>> start TASK INPUTS

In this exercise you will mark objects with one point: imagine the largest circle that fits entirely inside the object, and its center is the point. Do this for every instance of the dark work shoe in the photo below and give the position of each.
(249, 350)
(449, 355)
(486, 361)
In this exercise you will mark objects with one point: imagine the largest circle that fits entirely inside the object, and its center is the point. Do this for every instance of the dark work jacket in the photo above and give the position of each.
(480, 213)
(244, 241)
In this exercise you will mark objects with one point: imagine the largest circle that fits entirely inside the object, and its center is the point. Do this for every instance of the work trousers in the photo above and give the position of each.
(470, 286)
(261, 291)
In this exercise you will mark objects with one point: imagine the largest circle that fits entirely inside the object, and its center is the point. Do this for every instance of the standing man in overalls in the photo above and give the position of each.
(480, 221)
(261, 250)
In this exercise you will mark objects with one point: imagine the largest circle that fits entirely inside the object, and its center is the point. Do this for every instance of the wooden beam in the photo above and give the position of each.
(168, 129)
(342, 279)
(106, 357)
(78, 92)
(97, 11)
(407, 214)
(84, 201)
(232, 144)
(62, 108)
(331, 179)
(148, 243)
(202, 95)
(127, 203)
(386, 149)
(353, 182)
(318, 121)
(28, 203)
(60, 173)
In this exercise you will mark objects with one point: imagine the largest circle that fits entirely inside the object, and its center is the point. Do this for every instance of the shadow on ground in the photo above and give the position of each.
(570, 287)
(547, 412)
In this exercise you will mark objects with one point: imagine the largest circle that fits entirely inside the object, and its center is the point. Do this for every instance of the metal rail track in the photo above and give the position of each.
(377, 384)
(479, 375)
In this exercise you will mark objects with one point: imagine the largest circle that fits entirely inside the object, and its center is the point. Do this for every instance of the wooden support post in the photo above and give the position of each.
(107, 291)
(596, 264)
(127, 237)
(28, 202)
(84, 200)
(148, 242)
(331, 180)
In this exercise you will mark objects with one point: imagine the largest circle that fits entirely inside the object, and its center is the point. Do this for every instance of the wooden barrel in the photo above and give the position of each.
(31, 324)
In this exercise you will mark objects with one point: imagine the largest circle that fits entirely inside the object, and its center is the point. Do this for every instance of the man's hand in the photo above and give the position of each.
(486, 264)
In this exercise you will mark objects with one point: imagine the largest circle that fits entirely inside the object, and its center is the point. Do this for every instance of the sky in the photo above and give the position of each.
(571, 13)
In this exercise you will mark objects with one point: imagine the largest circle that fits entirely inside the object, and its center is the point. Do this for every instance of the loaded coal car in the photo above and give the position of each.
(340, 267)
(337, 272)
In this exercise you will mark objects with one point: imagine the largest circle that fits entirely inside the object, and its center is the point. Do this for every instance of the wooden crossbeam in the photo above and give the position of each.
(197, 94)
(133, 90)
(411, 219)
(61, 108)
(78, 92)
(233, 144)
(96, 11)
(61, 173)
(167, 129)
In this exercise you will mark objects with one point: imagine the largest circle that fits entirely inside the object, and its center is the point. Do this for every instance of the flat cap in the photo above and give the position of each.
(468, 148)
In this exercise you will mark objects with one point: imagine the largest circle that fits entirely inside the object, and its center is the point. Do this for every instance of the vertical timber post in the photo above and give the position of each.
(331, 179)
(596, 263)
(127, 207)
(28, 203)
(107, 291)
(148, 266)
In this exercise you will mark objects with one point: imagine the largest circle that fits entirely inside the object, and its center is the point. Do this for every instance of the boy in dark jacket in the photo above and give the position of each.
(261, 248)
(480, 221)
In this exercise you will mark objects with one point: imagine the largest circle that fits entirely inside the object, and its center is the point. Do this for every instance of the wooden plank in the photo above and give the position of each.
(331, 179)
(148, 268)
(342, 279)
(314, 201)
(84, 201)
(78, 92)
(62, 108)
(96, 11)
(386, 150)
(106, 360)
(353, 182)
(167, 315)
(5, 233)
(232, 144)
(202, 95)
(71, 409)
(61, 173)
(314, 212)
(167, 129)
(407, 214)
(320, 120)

>> end TASK INPUTS

Take the lines above from the one holding "of the vertical" to the last and output them exactly.

In this exercise you will mark objects with one point: imagine the largest circle that fits entirely inside the object, and its center is the point. Do this for every instance of the vertical timber post in the photo above and give the position of each.
(331, 179)
(596, 263)
(127, 207)
(28, 203)
(107, 291)
(148, 266)
In this exercise you will mark objects with one point: imagine the largest circle that fits entirely inside the object, and its center is the point. Do this for every instance of the boy in dark jacket in the photo above and give the position of each.
(261, 248)
(480, 221)
In this exercise you will mark objects with one point: imagine the largest circle that fits entirely inside the object, and its center is the point. Do this for every instance of the wooden plank in the photo above and give the position of each.
(331, 179)
(148, 268)
(342, 279)
(314, 201)
(84, 201)
(78, 92)
(62, 108)
(96, 11)
(386, 150)
(106, 360)
(353, 182)
(167, 315)
(5, 233)
(232, 144)
(202, 95)
(71, 409)
(61, 173)
(314, 212)
(167, 129)
(407, 214)
(320, 120)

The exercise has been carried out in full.